- [What you are asked to do] Copy each line exactly. Leave nothing out.

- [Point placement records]
────────────────────────────────────────

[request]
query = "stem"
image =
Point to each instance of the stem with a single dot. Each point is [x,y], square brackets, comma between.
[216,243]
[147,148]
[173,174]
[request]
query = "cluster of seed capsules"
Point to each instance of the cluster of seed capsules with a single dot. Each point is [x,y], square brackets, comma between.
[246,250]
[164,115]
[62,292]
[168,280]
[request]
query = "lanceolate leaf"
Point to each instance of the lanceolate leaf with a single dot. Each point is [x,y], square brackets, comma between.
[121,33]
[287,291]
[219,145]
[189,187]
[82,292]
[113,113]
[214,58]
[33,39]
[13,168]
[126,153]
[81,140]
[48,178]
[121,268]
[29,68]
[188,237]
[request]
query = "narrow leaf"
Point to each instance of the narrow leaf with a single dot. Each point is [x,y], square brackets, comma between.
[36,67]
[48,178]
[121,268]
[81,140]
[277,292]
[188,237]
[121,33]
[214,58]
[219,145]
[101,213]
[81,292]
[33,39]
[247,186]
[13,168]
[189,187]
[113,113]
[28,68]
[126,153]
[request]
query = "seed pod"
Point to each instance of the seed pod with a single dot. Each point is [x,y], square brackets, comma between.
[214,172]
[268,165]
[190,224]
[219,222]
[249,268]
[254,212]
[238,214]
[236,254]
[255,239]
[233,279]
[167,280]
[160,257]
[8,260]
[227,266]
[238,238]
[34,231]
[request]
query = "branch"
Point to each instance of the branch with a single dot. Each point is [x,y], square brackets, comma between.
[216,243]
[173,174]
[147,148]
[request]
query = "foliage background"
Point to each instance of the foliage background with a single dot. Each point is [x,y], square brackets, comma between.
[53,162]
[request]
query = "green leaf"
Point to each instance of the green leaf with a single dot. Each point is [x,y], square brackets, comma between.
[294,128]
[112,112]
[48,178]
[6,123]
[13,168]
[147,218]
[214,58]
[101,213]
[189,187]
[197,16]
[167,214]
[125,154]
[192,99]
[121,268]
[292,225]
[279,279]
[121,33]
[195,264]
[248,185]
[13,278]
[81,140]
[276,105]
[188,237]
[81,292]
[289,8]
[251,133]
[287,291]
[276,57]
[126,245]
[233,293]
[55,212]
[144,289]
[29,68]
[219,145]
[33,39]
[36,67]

────────────────────────────────────────

- [Correct answer]
[request]
query = "stem"
image =
Point to each instance of the stem with a single dot. Each point is [x,y], square brackets, comma between.
[216,243]
[147,148]
[173,174]
[request]
query = "cluster of seed capsules"
Point to each instance of the cluster of seed capsules with a single dot. Each point is [x,y], square brackets, comma between.
[246,250]
[164,115]
[62,292]
[168,280]
[request]
query = "lanceolate leaf"
Point to each instance of the lanceolate leaf with a single dot. Each point is [x,y], square brackets, comma between.
[121,33]
[287,291]
[219,145]
[189,187]
[82,292]
[113,113]
[214,58]
[33,39]
[13,168]
[126,153]
[81,140]
[48,178]
[121,268]
[29,68]
[188,237]
[request]
query = "narrow leaf"
Point to each instance of the narrow leaf with a single dot. Each point is [x,y], square brackets, comma between.
[36,67]
[48,178]
[121,268]
[81,140]
[277,292]
[188,237]
[121,33]
[214,58]
[219,145]
[101,213]
[81,292]
[33,39]
[247,186]
[13,168]
[189,187]
[113,113]
[28,68]
[126,153]
[request]
query = "seed pod"
Point to each instance of the seed pod with a single dot. Each point is [x,y], square brackets, comma between.
[214,172]
[268,165]
[190,224]
[219,222]
[249,268]
[254,212]
[238,214]
[236,254]
[255,239]
[233,279]
[167,280]
[160,257]
[8,260]
[227,266]
[238,238]
[34,231]
[request]
query = "branch"
Point to each instance of the branch with a single dot. Each point is [x,y], square brackets, comma between.
[216,243]
[173,174]
[147,148]
[request]
query = "foliage background"
Point to each instance of the foliage background with a single dot. Each point is [x,y], square brackets, comma between.
[53,162]
[request]
query = "green leaf"
Point to each instance of the green leaf with a single dot. Each point is [x,y], square brackets, comma between.
[294,128]
[112,112]
[48,178]
[6,123]
[13,168]
[147,218]
[214,58]
[101,213]
[189,187]
[197,16]
[167,214]
[125,154]
[192,99]
[121,268]
[292,225]
[279,279]
[121,33]
[195,264]
[248,185]
[13,278]
[81,140]
[276,105]
[188,237]
[81,292]
[289,8]
[251,133]
[287,291]
[276,57]
[126,245]
[233,293]
[55,212]
[144,289]
[29,68]
[219,145]
[33,39]
[36,67]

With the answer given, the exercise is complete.